• Prompt:
Write out, word for word, every line from the one where "twig shown in this photo." occurs to the final line of the entries, and nothing beyond them.
(Material to process)
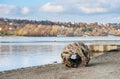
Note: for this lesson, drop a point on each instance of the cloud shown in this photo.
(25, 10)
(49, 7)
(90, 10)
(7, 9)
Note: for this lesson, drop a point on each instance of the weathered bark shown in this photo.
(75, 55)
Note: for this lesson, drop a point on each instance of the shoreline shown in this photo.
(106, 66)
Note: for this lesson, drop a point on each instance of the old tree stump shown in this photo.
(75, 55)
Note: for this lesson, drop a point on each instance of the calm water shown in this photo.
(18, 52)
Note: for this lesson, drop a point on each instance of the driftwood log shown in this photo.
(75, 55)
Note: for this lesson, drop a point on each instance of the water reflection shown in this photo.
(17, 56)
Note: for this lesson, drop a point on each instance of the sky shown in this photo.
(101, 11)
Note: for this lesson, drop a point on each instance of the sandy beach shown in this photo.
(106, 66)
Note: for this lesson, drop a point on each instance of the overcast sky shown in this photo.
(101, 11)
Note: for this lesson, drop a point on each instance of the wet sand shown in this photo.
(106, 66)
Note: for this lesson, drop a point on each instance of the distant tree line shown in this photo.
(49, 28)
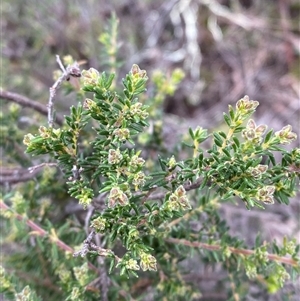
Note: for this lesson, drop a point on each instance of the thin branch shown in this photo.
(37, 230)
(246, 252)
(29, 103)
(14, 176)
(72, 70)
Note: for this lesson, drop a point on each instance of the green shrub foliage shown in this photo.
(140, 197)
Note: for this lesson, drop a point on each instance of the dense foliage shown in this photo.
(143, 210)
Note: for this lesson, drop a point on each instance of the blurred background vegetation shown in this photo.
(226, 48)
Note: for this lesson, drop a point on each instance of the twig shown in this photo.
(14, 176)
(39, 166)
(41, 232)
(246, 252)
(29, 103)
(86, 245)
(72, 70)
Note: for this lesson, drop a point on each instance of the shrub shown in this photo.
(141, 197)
(End Material to process)
• Answer for this exercise:
Note: for this lesson, drop a point on each instance of the twig shown in this photo.
(14, 176)
(39, 166)
(41, 232)
(246, 252)
(29, 103)
(86, 245)
(72, 70)
Note: for this lesson, drop a point on each instance of the shrub shown in this photo.
(141, 197)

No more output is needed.